(Instruction):
Please render the stretch from the start of the records through the line containing "column 198, row 128" as a JSON list of strings, one string per line and blank lines omitted. Leave the pictures out.

(Records provided):
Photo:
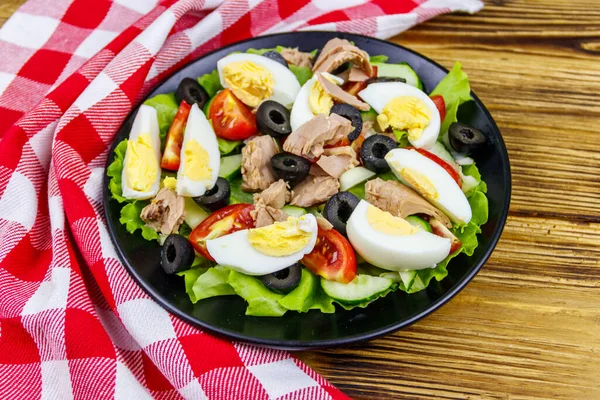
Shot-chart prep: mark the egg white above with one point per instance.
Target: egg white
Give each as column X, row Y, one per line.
column 301, row 112
column 419, row 250
column 378, row 95
column 285, row 84
column 451, row 199
column 145, row 122
column 236, row 252
column 198, row 128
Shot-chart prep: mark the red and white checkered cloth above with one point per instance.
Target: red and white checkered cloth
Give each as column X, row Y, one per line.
column 73, row 324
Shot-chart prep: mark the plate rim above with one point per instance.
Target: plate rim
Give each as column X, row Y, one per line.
column 327, row 343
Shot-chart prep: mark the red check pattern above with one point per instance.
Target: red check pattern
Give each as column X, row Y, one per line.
column 73, row 324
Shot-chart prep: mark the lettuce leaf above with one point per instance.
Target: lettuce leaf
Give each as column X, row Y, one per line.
column 213, row 282
column 115, row 172
column 456, row 90
column 166, row 107
column 130, row 217
column 303, row 74
column 211, row 83
column 308, row 295
column 227, row 146
column 191, row 276
column 261, row 301
column 378, row 59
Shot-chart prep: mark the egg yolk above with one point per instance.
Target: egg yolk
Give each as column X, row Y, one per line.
column 248, row 81
column 280, row 239
column 170, row 183
column 142, row 166
column 196, row 161
column 384, row 222
column 319, row 101
column 405, row 113
column 419, row 182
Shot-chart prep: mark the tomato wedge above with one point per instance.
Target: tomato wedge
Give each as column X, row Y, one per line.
column 231, row 119
column 441, row 163
column 222, row 222
column 332, row 258
column 439, row 102
column 171, row 156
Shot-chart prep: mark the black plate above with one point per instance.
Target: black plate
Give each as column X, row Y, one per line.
column 225, row 315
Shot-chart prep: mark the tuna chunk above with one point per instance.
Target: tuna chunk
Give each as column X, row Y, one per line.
column 296, row 57
column 309, row 139
column 268, row 203
column 400, row 200
column 340, row 95
column 356, row 74
column 256, row 163
column 165, row 213
column 339, row 51
column 314, row 190
column 337, row 160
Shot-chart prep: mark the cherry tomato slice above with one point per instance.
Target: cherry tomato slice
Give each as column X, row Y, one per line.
column 441, row 163
column 171, row 156
column 439, row 102
column 231, row 119
column 222, row 222
column 332, row 258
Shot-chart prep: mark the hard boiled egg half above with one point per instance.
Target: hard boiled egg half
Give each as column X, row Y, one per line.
column 141, row 169
column 253, row 79
column 391, row 242
column 200, row 159
column 265, row 250
column 312, row 100
column 404, row 107
column 431, row 181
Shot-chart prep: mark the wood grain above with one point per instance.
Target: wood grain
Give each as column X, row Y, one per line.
column 528, row 326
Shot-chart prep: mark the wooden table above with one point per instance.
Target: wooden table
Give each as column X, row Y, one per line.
column 528, row 326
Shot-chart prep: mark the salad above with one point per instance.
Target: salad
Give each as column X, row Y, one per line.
column 301, row 181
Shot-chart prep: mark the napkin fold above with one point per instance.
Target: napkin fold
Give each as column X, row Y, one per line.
column 73, row 324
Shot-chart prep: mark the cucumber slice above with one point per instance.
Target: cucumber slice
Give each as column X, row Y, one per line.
column 293, row 210
column 408, row 277
column 370, row 115
column 354, row 176
column 194, row 214
column 230, row 166
column 362, row 288
column 419, row 223
column 402, row 70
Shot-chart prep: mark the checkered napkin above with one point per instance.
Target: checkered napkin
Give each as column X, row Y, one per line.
column 73, row 324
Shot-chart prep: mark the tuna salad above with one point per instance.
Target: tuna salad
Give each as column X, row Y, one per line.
column 304, row 179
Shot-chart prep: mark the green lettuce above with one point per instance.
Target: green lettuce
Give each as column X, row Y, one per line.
column 211, row 83
column 456, row 90
column 115, row 172
column 261, row 301
column 303, row 74
column 308, row 295
column 130, row 217
column 166, row 107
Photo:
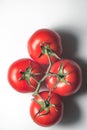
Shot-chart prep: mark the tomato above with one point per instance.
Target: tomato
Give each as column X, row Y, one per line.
column 24, row 74
column 46, row 110
column 42, row 43
column 65, row 77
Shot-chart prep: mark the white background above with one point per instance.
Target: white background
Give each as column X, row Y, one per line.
column 18, row 20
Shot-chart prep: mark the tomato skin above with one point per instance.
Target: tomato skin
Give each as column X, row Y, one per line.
column 49, row 37
column 73, row 79
column 14, row 75
column 54, row 115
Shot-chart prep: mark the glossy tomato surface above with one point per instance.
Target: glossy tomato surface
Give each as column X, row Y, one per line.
column 65, row 77
column 23, row 75
column 44, row 41
column 46, row 112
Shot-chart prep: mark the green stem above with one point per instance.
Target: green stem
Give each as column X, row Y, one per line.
column 43, row 78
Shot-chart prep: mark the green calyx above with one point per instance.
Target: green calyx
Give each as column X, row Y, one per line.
column 61, row 75
column 45, row 47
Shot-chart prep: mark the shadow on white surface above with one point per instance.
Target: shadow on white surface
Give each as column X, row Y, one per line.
column 72, row 111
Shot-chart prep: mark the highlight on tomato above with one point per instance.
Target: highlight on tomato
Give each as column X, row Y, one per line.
column 46, row 109
column 44, row 43
column 24, row 74
column 65, row 77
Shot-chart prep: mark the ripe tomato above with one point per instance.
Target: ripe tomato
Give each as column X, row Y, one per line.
column 24, row 74
column 46, row 109
column 65, row 77
column 43, row 42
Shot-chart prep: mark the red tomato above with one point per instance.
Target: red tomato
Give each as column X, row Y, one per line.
column 65, row 77
column 43, row 42
column 23, row 75
column 46, row 110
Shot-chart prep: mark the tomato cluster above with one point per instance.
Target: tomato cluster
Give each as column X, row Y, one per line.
column 61, row 77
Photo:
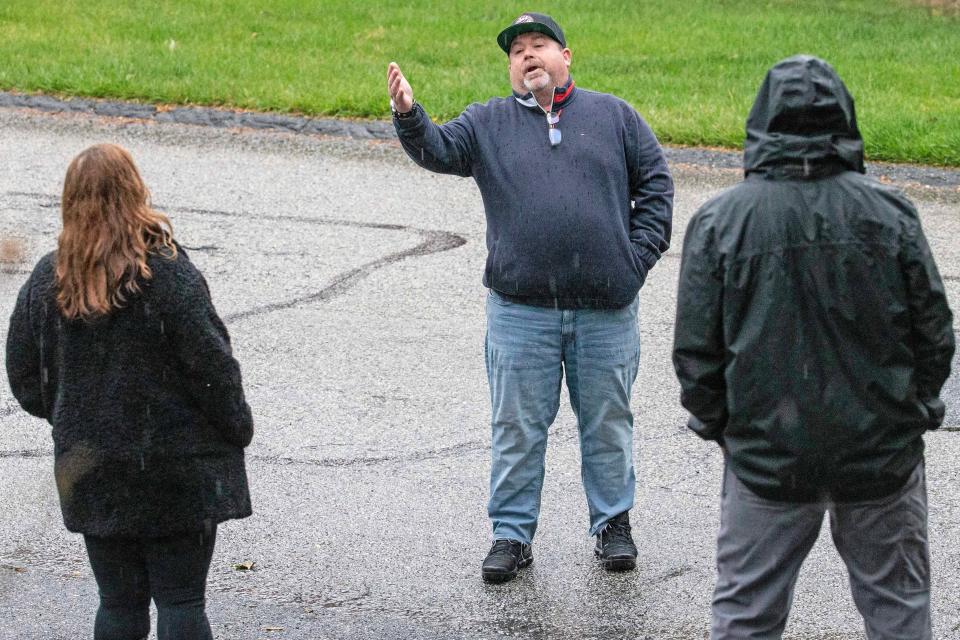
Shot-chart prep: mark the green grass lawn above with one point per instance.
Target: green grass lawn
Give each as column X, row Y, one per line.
column 691, row 67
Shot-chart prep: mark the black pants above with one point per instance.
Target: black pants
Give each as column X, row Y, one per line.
column 172, row 571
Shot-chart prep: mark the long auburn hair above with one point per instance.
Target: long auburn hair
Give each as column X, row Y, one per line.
column 109, row 229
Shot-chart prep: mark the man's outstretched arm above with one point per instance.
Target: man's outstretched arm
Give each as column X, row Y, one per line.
column 444, row 149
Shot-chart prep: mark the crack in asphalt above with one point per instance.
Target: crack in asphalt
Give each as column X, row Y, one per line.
column 434, row 241
column 410, row 456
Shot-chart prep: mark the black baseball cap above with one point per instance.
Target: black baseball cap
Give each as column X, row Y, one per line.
column 539, row 22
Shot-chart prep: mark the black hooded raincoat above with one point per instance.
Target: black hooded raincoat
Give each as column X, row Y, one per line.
column 813, row 333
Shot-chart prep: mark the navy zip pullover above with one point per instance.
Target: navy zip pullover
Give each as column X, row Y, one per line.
column 575, row 225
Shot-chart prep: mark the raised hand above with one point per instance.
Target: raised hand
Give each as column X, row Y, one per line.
column 399, row 89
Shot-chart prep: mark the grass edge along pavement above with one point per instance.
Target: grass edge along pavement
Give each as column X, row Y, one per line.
column 691, row 67
column 918, row 180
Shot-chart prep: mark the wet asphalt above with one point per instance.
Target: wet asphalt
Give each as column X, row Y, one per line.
column 350, row 282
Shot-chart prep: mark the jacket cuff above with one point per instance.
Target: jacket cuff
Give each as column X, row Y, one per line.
column 936, row 410
column 412, row 120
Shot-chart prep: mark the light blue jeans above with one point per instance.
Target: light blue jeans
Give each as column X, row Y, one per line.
column 528, row 350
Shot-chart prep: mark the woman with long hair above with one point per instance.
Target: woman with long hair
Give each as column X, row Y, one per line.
column 115, row 342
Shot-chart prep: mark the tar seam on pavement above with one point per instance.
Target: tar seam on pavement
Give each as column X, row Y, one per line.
column 927, row 177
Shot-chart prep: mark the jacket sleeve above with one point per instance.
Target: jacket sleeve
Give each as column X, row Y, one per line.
column 443, row 148
column 698, row 348
column 24, row 369
column 651, row 191
column 930, row 317
column 202, row 349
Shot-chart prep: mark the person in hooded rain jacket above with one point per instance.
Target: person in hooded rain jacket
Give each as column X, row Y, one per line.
column 114, row 341
column 578, row 201
column 812, row 339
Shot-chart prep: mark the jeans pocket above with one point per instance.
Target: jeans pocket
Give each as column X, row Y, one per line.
column 498, row 299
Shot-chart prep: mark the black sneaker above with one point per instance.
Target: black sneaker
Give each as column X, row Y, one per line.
column 615, row 547
column 506, row 557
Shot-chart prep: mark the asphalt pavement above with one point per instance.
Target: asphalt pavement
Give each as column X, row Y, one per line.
column 350, row 282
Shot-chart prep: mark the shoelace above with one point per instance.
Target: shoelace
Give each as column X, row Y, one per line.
column 509, row 546
column 616, row 532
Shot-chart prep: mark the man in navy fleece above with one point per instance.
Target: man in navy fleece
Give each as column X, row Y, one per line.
column 578, row 201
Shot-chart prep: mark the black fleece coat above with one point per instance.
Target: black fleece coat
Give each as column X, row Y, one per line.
column 148, row 412
column 813, row 333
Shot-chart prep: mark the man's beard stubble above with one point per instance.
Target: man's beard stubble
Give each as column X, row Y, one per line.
column 542, row 81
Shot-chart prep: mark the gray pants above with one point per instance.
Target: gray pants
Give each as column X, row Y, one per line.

(Result):
[
  "Photo:",
  "Shot-chart prep: mark the egg white above with one point per instance.",
  "Target: egg white",
  "Give each as column X, row Y, one per line.",
  "column 301, row 112",
  "column 419, row 250",
  "column 378, row 95",
  "column 285, row 84",
  "column 451, row 199",
  "column 145, row 122",
  "column 236, row 252",
  "column 198, row 128"
]